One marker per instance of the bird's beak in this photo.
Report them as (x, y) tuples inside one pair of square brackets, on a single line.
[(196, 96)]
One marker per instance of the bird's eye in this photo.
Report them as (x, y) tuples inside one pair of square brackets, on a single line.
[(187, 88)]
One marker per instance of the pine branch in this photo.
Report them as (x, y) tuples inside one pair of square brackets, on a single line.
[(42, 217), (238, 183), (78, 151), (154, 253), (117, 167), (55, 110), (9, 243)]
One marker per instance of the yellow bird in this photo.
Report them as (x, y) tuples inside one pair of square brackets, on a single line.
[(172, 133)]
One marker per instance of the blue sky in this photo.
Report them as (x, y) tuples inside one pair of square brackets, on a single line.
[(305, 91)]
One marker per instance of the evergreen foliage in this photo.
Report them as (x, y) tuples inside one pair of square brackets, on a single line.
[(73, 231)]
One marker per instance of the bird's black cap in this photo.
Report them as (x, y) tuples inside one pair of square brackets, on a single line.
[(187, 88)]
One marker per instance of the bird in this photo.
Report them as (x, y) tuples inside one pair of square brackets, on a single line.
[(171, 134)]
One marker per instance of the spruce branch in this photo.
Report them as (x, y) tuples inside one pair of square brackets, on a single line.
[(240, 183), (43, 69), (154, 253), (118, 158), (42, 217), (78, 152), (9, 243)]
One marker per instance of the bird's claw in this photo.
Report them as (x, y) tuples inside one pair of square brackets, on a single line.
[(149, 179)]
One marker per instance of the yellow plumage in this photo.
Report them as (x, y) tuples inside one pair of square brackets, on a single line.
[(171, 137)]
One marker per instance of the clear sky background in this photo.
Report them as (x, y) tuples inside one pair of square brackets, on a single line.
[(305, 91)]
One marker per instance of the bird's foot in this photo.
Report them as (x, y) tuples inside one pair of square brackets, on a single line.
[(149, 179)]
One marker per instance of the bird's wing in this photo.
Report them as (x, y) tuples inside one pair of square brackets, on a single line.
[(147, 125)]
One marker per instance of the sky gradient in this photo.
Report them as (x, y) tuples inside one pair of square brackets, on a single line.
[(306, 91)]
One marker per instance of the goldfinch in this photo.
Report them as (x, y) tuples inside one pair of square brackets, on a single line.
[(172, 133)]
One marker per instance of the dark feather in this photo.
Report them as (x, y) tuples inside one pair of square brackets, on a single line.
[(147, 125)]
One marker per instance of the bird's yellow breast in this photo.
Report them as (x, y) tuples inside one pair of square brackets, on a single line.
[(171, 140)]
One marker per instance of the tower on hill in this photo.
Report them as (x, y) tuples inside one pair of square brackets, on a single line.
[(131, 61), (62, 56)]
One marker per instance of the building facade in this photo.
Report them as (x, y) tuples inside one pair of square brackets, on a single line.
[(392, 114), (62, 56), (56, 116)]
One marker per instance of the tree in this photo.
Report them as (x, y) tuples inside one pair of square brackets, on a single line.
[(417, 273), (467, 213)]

Your objective.
Write the entries out a second time. Match them exactly.

Response area.
One marker per instance of the bird's beak in this photo.
Report them as (x, y) tuples inside one pair of square brackets, on a single line.
[(196, 96)]
One marker per instance of the bird's eye in this photo.
Report them as (x, y) tuples inside one pair of square brackets, on a single line.
[(187, 88)]
One marker per instance of the pine branch in this photo.
Report them as (x, y) tuples inside one pair of square brackets, on a single line.
[(42, 217), (238, 183), (78, 151), (154, 253), (117, 167), (55, 110), (9, 243)]
One marker per instance of the yellow bird in this photo.
Report them as (x, y) tuples inside one pair of square brackets, on a single line.
[(172, 133)]
One marker per instance of the blue sky in this photo.
Report them as (x, y) tuples inside one pair of square brackets, on a single line.
[(305, 91)]
One marker per instance of the evergreen foliage in this photo.
Report them as (x, y) tuples inside one pair of square brackets, on a single line.
[(73, 231)]
One marker per instance of the bird's black cap in this photo.
Report them as (x, y) tuples inside one pair of square brackets, on a single line.
[(187, 88)]
One marker per instance of the bird in this photo.
Report them as (x, y) tuples inside one pair of square brackets, on a single line.
[(171, 134)]
One marker per instance of the spruce branch in this photo.
Report them as (x, y) tuples inside one pair of square brackets, on a single line.
[(240, 183), (43, 69), (154, 253), (118, 158), (42, 217), (78, 152), (9, 243)]
One marker per instance of the bird's claw in this photo.
Report them as (x, y) tuples inside one pair of square brackets, on a single line.
[(149, 179)]
One marker per instance of the yellow plumage in this photo.
Report them as (x, y) tuples inside one pair of square brackets, on a single line.
[(171, 137)]
One marker per instance of the clear sky background in this photo.
Report them as (x, y) tuples inside one pair of square brackets, on a single line.
[(305, 91)]
One marker per instance of the bird's foot in this photo.
Report them as (x, y) tuples inside one pair of square brackets, on a single line.
[(149, 179)]
One marker per instance of the bird's wing in this photo.
Report them as (x, y) tuples inside one pair of square brackets, on a single line.
[(147, 125)]
One marker per instance of the sky gradient in this photo.
Report them as (x, y) tuples inside one pair of square brackets, on a single line.
[(306, 91)]
One marker per instance of the goldfinch in this photo.
Report them as (x, y) tuples inside one pair of square brackets, on a single line.
[(172, 133)]
One marker per instance of the dark feather in this photo.
Report them as (x, y) tuples inside one pair of square brackets, on a single line.
[(147, 125)]
One marker per instance of the bird's yellow breast in this photo.
Report them as (x, y) tuples inside one pair of square brackets, on a single line.
[(171, 140)]
One marker per instance of the tower on hill in this photo.
Report them as (x, y) tuples inside one pair of square brackets, on a single line.
[(131, 61), (62, 56)]
One marker per instance of the building facade in this photo.
Report them as (x, y) tuples inside one pair of square brackets, on a single line.
[(392, 114), (62, 56), (56, 116)]
One marker per instance of the tree in this photo.
Report them as (x, y) tuples inside one pair of square brackets, on a single line.
[(417, 273), (467, 213)]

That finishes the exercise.